# [Text section]
------------------------------------
You can also slice within rows, columns and matrices in a 3D array, the same way you would in 1D arrays. 

In [35]:
# list comprehensions
# general format: new_list = [expression for_loop_one_or_more condtions]

res = [num for num in same_type_list if isinstance(num, int) and num>0]
print(res)


[3, 4, 89, 23, 43, 90]


In [36]:
%%timeit 

res2 = []
res2 = [i for i in range(500)]

22.1 µs ± 1.5 µs per loop (mean ± std. dev. of 7 runs, 10000 loops each)


In [37]:
%%timeit

res3 = []
for i in range(500):
    res3.append(i)

51.4 µs ± 14.8 µs per loop (mean ± std. dev. of 7 runs, 10000 loops each)


### Classes

You'll use classes extensively in the homeworks in this course. You will need classes for defining your models as well as your datasets. We'll consider an example of implementing the dataset class here. 

In [None]:
from torch.utils.data import Dataset

class MyDataset(Dataset):
    def __init__(self, x, y):
        self.x = x
        self.y = y
        
    def __getitem__(self, index):    
        return (self.x[index], self.y[index])
    
    def __len__(self):
        return len(self.x)   
        

### Debugging - pdb

In [None]:
import pdb

for i in range(5):
    pdb.set_trace()
    print("this is iteration " + str(i))

> <ipython-input-38-469cc786a009>(5)<module>()
-> print("this is iteration " + str(i))
(Pdb) next
this is iteration 0
> <ipython-input-38-469cc786a009>(3)<module>()
-> for i in range(5):
(Pdb) next
> <ipython-input-38-469cc786a009>(4)<module>()
-> pdb.set_trace()
(Pdb) next
> <ipython-input-38-469cc786a009>(5)<module>()
-> print("this is iteration " + str(i))
------------------------------------
# [The request]
Please summarize the Python notebook excerpt in three sentences. Work from the text above and nothing else.

# [Record extracts]
------------------------------------
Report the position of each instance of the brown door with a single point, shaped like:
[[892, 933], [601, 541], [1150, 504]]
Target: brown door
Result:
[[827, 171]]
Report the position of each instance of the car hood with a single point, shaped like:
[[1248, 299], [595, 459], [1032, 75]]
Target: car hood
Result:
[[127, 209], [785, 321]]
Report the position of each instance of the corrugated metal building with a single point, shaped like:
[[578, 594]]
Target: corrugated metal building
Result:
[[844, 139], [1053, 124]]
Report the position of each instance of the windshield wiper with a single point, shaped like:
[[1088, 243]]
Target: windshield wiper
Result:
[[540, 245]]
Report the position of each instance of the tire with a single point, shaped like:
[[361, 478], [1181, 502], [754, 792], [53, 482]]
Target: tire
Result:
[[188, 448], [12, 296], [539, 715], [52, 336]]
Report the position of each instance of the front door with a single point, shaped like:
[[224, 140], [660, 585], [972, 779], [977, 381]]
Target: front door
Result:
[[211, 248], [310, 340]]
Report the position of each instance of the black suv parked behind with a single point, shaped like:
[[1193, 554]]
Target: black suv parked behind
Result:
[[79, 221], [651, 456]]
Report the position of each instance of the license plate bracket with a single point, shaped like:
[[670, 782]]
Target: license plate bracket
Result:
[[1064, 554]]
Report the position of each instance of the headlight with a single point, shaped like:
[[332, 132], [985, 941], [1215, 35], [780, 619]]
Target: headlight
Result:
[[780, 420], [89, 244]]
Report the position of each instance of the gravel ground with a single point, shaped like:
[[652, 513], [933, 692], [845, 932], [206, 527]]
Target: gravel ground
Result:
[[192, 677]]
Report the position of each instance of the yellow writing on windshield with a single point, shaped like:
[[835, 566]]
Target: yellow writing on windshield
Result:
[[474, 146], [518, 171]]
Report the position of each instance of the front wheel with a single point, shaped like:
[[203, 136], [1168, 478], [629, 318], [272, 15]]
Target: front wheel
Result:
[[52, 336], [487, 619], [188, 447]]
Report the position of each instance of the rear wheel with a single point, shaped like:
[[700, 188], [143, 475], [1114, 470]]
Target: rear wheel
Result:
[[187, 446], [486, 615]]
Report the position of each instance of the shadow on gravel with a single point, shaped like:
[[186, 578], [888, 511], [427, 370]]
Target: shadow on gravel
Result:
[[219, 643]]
------------------------------------
# [Exercise response]
A list comprehension keeps only the positive integers from a list, and %%timeit measures 22.1 µs per loop for building a 500-item list with a comprehension against 51.4 µs with a for loop and append. Classes will be needed for defining models and datasets, and an example MyDataset class built on torch.utils.data.Dataset defines __init__, __getitem__ and __len__ methods. Finally, pdb.set_trace() is called inside a loop, and the code is stepped through with the next command.